— Start of Supplied data —

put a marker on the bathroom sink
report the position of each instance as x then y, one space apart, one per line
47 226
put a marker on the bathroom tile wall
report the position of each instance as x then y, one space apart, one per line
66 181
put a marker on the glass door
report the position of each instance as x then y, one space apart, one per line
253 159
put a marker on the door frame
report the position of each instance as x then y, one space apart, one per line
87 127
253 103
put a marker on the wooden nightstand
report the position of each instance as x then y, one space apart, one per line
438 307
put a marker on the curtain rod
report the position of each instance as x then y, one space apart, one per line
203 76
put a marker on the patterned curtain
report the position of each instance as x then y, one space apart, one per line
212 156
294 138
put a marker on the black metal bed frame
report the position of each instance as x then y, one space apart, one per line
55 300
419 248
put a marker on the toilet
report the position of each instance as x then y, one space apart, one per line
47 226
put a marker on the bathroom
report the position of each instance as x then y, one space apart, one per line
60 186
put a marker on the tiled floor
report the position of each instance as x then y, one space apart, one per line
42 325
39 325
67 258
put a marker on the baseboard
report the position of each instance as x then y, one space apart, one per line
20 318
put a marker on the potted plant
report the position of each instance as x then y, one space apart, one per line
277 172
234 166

— End of Supplied data —

### What to produce:
Return every line exactly.

### Complete output:
put a marker on the bathroom sink
report the position of each instance as x then y, one space apart, one per line
47 226
put a marker on the bathroom tile wall
report the position of each instance as x then y, one space apart, one per line
66 181
put a marker on the glass door
report the position of each instance as x then y, one space apart, one per line
253 159
put a marker on the door frame
report the position of each instance as x then y, one space apart, one per line
87 127
253 103
put a marker on the wooden nightstand
report the position of each instance as x then y, one space apart, one per line
438 307
put a marker on the curtain rod
report the position of each instance as x then y, one space apart, one per line
203 76
put a marker on the patterned curtain
report the position of each instance as x then y, one space apart, one per line
212 156
294 138
put a marker on the black metal bed frame
report the position of each instance as x then y, one space apart, one per line
55 300
419 248
put a marker on the toilet
report the position of each instance as x then y, one space apart, one per line
47 226
put a marker on the bathroom
report the position of each instance as x then y, one space apart, one per line
60 186
put a marker on the tiled floor
report the position of each instance as x then y, one space apart, one per line
42 325
39 325
67 258
put a marker on the baseboard
report the position of each instance as x then y, one space apart, one per line
20 318
put a marker on the potted plant
report the position of each instance as x then y, one space apart, one per line
277 172
234 166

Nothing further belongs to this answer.